EXERCISE DESCRIPTION – The full set of records must be returned exactly, character for character.
------ RECORDED INFORMATION ------
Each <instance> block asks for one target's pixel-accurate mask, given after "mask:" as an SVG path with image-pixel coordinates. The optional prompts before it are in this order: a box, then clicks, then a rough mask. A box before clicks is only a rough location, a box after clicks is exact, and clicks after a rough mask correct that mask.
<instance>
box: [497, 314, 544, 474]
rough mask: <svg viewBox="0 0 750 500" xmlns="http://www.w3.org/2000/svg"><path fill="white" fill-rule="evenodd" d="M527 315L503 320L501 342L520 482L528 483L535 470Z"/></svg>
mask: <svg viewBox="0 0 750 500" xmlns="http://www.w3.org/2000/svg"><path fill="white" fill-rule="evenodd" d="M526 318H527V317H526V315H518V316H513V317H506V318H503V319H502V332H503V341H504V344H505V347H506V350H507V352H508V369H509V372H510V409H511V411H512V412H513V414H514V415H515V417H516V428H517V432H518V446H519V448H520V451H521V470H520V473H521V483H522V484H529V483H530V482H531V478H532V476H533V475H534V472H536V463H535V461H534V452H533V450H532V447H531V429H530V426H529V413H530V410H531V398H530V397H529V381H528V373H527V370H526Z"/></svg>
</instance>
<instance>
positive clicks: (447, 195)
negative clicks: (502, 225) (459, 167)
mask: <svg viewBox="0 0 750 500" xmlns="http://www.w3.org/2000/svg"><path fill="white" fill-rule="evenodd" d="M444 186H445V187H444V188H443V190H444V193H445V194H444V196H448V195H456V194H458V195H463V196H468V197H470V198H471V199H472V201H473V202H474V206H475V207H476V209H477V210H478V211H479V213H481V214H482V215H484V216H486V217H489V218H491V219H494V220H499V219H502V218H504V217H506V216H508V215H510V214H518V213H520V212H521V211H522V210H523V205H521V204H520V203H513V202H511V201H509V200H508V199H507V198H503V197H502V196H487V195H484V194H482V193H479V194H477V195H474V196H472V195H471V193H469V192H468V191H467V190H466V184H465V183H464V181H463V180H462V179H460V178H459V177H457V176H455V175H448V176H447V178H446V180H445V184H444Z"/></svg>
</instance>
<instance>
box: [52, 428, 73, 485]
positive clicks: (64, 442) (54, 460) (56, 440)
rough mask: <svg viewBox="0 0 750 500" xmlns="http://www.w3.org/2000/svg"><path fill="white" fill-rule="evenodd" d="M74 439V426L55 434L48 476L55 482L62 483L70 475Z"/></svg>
------
ANSWER FOR THE TASK –
Each <instance> block asks for one target's pixel-accurate mask, given after "mask:" as an SVG path with image-pixel coordinates. The optional prompts before it are in this order: a box, then clicks, then a rough mask. A box before clicks is only a rough location, a box after clicks is exact, and clicks after a rough mask correct that mask.
<instance>
box: [497, 314, 544, 474]
rough mask: <svg viewBox="0 0 750 500" xmlns="http://www.w3.org/2000/svg"><path fill="white" fill-rule="evenodd" d="M527 315L503 320L501 342L520 482L528 483L535 470Z"/></svg>
mask: <svg viewBox="0 0 750 500" xmlns="http://www.w3.org/2000/svg"><path fill="white" fill-rule="evenodd" d="M526 318H527V317H526V315H518V316H513V317H506V318H503V319H502V332H503V341H504V344H505V347H506V350H507V352H508V369H509V372H510V409H511V411H512V412H513V414H514V415H515V417H516V428H517V432H518V446H519V448H520V451H521V470H520V473H521V483H522V484H529V483H530V482H531V478H532V476H533V475H534V472H536V463H535V461H534V452H533V450H532V447H531V429H530V426H529V413H530V410H531V398H530V397H529V381H528V373H527V370H526Z"/></svg>
</instance>
<instance>
positive clicks: (447, 195)
negative clicks: (502, 225) (459, 167)
mask: <svg viewBox="0 0 750 500" xmlns="http://www.w3.org/2000/svg"><path fill="white" fill-rule="evenodd" d="M444 186H445V187H444V188H443V190H444V193H445V194H444V196H448V195H456V194H458V195H463V196H468V197H470V198H471V199H472V201H473V202H474V206H475V207H476V209H477V210H478V211H479V213H481V214H482V215H484V216H486V217H489V218H491V219H494V220H499V219H502V218H504V217H506V216H508V215H510V214H518V213H520V212H521V211H522V210H523V205H521V204H520V203H513V202H511V201H509V200H508V199H507V198H503V197H502V196H487V195H484V194H482V193H479V194H477V195H474V196H472V195H471V193H469V192H468V191H467V190H466V184H465V183H464V181H463V180H462V179H460V178H459V177H457V176H455V175H448V176H447V178H446V180H445V184H444Z"/></svg>
</instance>
<instance>
box: [52, 428, 73, 485]
positive clicks: (64, 442) (54, 460) (56, 440)
rough mask: <svg viewBox="0 0 750 500" xmlns="http://www.w3.org/2000/svg"><path fill="white" fill-rule="evenodd" d="M74 439V426L55 434L48 476L55 482L62 483L70 475Z"/></svg>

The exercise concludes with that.